● **Exercise description**: Set the records down once more so that they match the source word for word.

[Records provided Boundary: Start]

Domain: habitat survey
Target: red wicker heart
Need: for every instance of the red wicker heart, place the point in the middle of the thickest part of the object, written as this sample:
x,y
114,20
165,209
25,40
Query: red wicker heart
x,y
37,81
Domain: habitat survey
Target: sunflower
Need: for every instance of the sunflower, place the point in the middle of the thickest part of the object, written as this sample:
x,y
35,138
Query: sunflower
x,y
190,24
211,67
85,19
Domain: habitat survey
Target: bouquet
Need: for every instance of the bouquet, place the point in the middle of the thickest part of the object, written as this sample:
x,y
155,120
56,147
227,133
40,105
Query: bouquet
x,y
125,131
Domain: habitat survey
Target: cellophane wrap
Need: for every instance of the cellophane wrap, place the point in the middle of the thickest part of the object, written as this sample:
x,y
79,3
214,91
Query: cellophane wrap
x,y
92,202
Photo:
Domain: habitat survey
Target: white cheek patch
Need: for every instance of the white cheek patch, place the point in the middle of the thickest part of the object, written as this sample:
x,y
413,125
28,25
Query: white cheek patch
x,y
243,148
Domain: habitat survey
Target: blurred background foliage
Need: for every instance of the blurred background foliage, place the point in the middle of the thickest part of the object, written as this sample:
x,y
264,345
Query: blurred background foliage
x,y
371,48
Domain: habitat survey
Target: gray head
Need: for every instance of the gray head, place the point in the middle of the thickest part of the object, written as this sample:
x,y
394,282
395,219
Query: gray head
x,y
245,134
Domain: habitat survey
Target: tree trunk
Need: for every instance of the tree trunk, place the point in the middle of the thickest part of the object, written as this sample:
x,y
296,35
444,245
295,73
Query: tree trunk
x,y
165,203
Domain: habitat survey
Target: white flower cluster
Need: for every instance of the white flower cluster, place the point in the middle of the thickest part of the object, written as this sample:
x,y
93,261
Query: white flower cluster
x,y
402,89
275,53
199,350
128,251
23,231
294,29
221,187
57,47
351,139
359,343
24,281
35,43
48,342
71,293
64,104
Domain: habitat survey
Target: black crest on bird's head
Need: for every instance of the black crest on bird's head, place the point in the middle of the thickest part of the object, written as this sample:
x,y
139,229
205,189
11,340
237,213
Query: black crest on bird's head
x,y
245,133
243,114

[Records provided Boundary: End]

● **Solved problem**:
Domain: habitat survey
Target: red wicker heart
Need: for every instance of the red wicker heart, place the point in the middle of the thickest part of the object, written as this sample:
x,y
114,20
165,209
25,40
Query: red wicker heart
x,y
37,81
Domain: habitat survey
Target: sunflower
Need: for every instance of the sunflower, place the point in the middle of the thickest part of the object, written as this sample:
x,y
35,138
Query: sunflower
x,y
190,24
211,67
85,19
Domain: habitat survey
Target: bouquet
Need: for every instance of the bouquet, place the point in the middle of the thickest part of the object, written as this sample:
x,y
155,120
56,147
227,133
40,105
Query: bouquet
x,y
125,131
Domain: habitat survey
Target: cellophane wrap
Need: for every instance of the cellophane wrap, place the point in the middle of the thickest part of the object, written as this sample:
x,y
79,3
214,91
Query: cellophane wrap
x,y
92,202
Photo:
Domain: habitat survey
Target: white cheek patch
Need: for every instance of the white cheek patch, place the point in the middle of the thickest part of the object, written as this sample:
x,y
413,125
28,25
Query: white cheek patch
x,y
243,148
Domain: habitat survey
Target: blurred background foliage
Need: for every instance of the blurred background foliage, place the point in the middle of the thickest part of the object, written as this sample:
x,y
264,345
Query: blurred background foliage
x,y
371,48
Domain: habitat survey
Target: gray head
Need: for every instance of the gray head, place the point in the middle of the thickest part of the object, written as this sample:
x,y
394,282
395,219
Query: gray head
x,y
245,134
Domain: habitat survey
Target: tree trunk
Need: for every instance of the tree trunk, place the point in the middle of the thickest part of the object, written as this sample:
x,y
296,35
444,245
295,73
Query: tree trunk
x,y
165,203
Domain: habitat survey
Target: white flower cluster
Need: for every instance of the white flower cluster, place the point in the middle of the thickest part of the object, written as this sample:
x,y
93,261
Query: white flower cluster
x,y
402,89
275,53
199,350
128,251
23,231
294,29
221,187
57,47
351,139
359,343
24,281
35,43
48,342
71,293
64,104
Domain: habitat survey
Target: black crest on bird's head
Need: for every instance of the black crest on bird's head, place the point in the middle of the thickest part of the object, written as this sample:
x,y
139,229
205,189
11,340
237,213
Query: black crest on bird's head
x,y
245,133
243,114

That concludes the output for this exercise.